- _Prompt_: Would you show every line from the records that holds "below"?

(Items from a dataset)
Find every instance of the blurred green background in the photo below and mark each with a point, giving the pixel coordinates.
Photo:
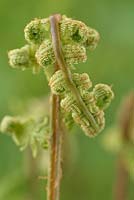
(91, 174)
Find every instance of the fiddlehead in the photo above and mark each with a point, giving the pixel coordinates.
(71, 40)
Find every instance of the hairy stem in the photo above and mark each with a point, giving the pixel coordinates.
--
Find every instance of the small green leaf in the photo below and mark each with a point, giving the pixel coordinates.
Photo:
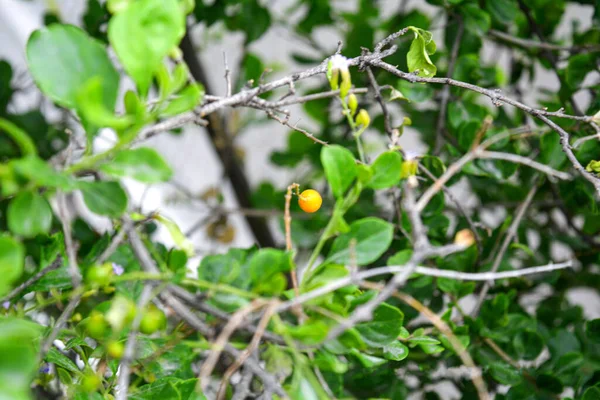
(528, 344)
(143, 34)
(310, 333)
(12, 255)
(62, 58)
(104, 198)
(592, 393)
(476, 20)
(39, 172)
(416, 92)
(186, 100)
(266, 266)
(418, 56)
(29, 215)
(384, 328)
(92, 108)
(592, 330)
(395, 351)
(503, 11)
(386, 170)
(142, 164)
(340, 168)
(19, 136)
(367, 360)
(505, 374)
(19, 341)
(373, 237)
---
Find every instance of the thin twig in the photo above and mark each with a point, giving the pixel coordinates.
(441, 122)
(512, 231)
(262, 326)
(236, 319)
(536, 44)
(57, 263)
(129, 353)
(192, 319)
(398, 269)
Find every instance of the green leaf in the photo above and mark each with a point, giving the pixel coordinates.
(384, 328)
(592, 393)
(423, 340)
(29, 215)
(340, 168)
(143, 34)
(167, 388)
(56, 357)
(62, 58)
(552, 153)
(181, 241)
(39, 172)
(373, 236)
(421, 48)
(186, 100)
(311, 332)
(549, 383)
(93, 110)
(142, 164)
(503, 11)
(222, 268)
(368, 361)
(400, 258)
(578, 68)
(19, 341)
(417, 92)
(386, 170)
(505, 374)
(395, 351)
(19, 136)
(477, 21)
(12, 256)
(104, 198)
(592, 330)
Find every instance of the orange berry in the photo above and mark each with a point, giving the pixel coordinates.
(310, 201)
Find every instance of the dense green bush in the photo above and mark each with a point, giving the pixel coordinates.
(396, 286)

- _Answer to the problem_:
Find every instance of the blurred green background in the photo below and mark each with a point, giving the pixel coordinates.
Find every instance of the small green leaf in the photo below and mark each with a point, giving the pixel coordinates.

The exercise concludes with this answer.